++++ Records provided ++++
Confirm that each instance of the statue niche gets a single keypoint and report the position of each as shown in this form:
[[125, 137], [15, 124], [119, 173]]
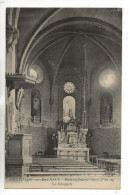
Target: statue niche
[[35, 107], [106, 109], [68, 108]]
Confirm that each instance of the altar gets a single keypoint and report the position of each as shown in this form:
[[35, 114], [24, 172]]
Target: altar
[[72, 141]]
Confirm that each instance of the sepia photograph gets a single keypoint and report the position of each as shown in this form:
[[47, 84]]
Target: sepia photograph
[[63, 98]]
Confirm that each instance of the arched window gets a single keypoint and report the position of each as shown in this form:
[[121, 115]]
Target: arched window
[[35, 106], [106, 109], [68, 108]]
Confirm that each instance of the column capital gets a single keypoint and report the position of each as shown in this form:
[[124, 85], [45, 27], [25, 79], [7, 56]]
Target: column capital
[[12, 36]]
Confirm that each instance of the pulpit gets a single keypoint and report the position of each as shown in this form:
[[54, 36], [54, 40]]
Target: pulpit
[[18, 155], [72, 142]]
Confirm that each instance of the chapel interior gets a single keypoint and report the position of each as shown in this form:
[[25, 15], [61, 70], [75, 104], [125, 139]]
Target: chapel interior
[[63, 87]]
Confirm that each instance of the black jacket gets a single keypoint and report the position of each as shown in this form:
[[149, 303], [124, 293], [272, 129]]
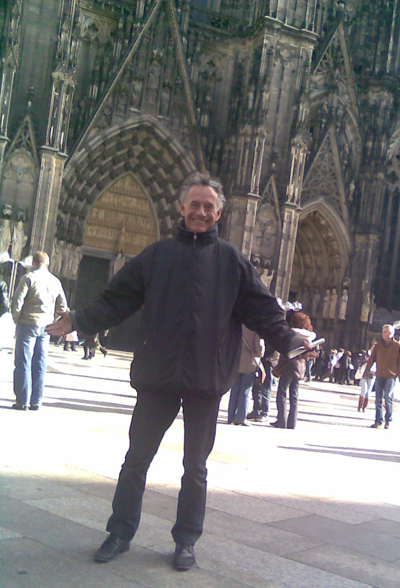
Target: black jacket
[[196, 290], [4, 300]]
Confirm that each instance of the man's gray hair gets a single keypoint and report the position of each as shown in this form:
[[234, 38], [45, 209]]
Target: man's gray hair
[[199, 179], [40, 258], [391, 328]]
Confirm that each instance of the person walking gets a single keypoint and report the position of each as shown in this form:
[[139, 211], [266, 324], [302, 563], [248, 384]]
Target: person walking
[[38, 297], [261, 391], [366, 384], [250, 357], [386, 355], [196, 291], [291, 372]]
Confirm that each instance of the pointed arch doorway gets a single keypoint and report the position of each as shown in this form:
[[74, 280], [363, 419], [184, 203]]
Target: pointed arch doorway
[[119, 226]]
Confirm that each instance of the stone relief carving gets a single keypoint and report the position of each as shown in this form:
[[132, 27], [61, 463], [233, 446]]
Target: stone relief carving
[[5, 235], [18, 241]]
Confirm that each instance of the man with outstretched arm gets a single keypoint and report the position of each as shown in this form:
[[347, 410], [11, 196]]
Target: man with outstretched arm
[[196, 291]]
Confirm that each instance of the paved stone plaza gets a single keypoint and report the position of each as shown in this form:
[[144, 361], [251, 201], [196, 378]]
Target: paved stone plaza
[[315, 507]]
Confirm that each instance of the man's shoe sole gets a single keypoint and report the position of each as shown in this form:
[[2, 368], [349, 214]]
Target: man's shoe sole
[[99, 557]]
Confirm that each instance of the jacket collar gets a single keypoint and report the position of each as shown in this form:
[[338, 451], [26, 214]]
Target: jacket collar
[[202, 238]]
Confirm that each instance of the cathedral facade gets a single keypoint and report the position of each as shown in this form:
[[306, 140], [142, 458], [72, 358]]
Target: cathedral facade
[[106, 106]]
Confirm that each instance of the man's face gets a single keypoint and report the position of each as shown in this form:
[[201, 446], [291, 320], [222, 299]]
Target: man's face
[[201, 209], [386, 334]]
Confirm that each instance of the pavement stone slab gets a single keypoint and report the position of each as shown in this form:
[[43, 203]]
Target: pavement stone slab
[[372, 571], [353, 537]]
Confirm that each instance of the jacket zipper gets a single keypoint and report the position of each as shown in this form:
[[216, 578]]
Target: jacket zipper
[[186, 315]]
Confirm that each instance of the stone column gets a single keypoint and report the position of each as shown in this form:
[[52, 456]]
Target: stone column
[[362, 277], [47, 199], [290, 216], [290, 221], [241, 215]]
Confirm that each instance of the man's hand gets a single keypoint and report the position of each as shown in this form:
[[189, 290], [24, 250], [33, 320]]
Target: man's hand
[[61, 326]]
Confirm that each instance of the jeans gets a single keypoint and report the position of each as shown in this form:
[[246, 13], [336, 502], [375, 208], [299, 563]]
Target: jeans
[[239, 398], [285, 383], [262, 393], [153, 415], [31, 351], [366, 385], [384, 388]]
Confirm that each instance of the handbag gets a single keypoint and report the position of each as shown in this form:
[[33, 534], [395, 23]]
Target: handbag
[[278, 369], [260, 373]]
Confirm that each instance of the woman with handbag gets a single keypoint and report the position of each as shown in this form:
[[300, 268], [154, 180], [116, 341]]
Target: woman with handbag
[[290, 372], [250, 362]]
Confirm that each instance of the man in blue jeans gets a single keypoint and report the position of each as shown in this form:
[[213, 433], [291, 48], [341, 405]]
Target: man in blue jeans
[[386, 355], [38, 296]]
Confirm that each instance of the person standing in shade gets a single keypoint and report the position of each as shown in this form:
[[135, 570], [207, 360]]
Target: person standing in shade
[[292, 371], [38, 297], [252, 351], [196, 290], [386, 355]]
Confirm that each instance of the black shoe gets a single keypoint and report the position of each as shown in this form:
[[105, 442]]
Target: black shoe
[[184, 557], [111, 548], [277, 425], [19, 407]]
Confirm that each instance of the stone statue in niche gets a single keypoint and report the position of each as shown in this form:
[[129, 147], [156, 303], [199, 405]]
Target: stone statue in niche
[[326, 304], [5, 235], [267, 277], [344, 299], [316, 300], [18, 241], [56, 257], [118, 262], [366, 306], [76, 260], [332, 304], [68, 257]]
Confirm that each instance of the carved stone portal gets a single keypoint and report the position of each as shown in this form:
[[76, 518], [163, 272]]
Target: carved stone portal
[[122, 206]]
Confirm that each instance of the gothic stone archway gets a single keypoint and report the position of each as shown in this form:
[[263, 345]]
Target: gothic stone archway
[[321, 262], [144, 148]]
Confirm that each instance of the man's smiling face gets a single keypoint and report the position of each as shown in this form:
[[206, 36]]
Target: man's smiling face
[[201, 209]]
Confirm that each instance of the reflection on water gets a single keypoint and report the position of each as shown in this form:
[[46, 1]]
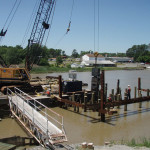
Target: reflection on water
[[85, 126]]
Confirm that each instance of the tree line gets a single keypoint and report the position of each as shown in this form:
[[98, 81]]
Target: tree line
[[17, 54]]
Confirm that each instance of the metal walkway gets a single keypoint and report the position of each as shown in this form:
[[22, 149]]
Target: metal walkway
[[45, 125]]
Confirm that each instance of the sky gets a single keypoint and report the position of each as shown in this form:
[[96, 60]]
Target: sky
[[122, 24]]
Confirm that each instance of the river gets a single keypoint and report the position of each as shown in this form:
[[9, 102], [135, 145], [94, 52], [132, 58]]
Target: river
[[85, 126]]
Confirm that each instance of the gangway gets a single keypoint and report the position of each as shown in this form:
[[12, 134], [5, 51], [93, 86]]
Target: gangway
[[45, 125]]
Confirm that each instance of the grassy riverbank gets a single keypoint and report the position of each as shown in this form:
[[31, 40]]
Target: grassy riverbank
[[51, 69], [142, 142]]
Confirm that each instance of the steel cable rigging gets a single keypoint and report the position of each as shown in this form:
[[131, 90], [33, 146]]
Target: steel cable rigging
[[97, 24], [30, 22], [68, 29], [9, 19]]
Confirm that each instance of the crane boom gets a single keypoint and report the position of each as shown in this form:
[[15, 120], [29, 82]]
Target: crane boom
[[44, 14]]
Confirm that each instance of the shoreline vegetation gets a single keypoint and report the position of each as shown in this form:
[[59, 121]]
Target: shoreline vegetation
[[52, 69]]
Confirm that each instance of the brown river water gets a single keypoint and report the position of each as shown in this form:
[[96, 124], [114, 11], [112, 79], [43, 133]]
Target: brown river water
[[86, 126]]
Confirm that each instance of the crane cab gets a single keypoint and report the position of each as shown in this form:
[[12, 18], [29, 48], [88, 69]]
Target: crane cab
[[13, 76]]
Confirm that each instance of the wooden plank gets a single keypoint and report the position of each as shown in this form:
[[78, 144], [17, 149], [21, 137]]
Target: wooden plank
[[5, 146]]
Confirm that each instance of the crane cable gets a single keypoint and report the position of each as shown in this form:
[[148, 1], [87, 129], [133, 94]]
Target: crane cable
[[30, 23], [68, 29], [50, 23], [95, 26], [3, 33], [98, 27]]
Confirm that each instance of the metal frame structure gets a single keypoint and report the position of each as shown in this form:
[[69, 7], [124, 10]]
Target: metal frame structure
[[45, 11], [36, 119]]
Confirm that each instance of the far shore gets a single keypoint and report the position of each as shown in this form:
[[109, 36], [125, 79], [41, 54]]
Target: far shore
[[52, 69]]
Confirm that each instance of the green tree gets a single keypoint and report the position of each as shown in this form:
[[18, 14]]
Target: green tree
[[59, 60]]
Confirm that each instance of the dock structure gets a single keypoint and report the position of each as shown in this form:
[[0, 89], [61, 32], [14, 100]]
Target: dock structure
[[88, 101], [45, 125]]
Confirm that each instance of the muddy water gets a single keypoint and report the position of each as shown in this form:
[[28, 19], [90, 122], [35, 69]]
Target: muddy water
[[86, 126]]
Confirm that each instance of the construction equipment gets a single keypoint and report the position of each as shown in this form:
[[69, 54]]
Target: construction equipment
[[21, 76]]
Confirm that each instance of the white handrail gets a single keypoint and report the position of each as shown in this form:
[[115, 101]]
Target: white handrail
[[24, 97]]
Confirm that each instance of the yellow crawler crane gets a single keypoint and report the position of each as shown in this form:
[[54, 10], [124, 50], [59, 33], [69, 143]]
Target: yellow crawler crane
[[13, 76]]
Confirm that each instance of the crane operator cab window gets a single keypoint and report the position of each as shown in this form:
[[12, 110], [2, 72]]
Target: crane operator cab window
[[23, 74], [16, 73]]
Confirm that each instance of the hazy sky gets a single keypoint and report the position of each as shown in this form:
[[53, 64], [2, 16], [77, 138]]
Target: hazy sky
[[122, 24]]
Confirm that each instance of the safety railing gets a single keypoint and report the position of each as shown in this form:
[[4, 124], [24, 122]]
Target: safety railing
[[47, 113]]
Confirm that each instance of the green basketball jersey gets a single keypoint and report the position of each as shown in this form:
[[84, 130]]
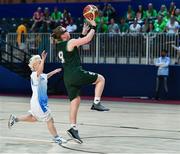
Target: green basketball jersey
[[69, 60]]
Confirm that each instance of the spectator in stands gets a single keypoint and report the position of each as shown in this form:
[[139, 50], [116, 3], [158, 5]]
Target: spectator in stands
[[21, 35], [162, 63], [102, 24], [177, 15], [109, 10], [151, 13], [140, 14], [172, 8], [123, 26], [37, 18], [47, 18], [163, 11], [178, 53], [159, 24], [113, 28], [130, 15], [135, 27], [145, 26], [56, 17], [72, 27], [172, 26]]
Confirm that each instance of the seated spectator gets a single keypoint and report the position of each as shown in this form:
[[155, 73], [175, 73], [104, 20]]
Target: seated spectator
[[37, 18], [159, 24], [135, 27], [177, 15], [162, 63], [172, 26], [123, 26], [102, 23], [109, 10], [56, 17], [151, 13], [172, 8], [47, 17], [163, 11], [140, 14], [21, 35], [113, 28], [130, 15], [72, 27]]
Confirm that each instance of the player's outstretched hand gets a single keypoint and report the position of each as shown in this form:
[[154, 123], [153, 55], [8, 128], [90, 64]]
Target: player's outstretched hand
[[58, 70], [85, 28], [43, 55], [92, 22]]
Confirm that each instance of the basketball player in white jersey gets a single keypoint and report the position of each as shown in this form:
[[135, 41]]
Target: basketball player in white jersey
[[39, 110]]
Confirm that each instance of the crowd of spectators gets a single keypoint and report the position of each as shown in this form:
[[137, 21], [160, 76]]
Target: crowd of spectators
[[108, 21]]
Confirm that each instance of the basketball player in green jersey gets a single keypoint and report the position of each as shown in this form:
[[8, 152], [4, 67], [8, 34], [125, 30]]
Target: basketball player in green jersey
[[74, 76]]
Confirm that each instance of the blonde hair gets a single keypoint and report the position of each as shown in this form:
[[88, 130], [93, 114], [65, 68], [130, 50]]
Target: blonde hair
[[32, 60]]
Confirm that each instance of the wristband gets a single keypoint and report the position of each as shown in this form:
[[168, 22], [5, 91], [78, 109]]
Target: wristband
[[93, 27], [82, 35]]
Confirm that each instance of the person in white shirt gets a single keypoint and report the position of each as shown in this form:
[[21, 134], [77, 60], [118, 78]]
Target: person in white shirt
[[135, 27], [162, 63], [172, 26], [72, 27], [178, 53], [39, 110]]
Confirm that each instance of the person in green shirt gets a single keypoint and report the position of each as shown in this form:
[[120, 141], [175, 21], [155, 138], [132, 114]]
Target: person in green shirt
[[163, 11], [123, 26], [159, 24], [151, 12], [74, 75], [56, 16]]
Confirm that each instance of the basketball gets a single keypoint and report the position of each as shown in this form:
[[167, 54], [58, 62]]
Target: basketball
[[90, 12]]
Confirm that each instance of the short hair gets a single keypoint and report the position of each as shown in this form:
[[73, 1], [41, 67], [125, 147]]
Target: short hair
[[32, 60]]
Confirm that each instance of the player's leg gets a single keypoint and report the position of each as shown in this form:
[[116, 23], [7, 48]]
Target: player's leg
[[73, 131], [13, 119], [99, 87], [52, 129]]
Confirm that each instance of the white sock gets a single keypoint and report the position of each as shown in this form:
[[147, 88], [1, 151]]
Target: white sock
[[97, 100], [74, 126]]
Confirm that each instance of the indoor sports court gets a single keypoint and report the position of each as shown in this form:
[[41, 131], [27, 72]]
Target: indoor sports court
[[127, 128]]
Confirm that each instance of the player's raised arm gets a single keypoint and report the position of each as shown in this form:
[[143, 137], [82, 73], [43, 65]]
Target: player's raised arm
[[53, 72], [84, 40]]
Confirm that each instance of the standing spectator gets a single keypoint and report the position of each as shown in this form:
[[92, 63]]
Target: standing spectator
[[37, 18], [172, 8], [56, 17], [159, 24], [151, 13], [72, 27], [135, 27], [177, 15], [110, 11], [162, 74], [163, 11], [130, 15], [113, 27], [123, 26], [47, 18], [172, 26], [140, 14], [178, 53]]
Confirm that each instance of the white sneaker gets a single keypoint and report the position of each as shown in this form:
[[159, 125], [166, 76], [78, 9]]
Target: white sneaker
++++
**Given problem**:
Your output consists solely of the lines from the one with "Confirm that each instance of the player's raised" through the last line, copied exactly.

**Solution**:
Confirm that each instance of the player's raised arm gets a single keypoint and report the position of each as shown in this form:
[[143, 137], [82, 73], [43, 65]]
Target: player's raised arm
[[53, 72], [84, 40]]
Confirm that each instance of the standing spectator gets a single keypoint and report the position of each as shown in this form:
[[92, 63]]
Target: standing spectator
[[37, 18], [172, 8], [56, 17], [159, 24], [151, 13], [72, 27], [135, 27], [177, 15], [110, 11], [162, 74], [163, 11], [130, 15], [113, 27], [123, 26], [47, 18], [172, 26], [140, 14], [178, 53]]
Confirm that each instance of the white sneaker gets a single keypoint and report the position of each as shown in this form:
[[159, 125], [166, 76], [78, 9]]
Target: white sneaker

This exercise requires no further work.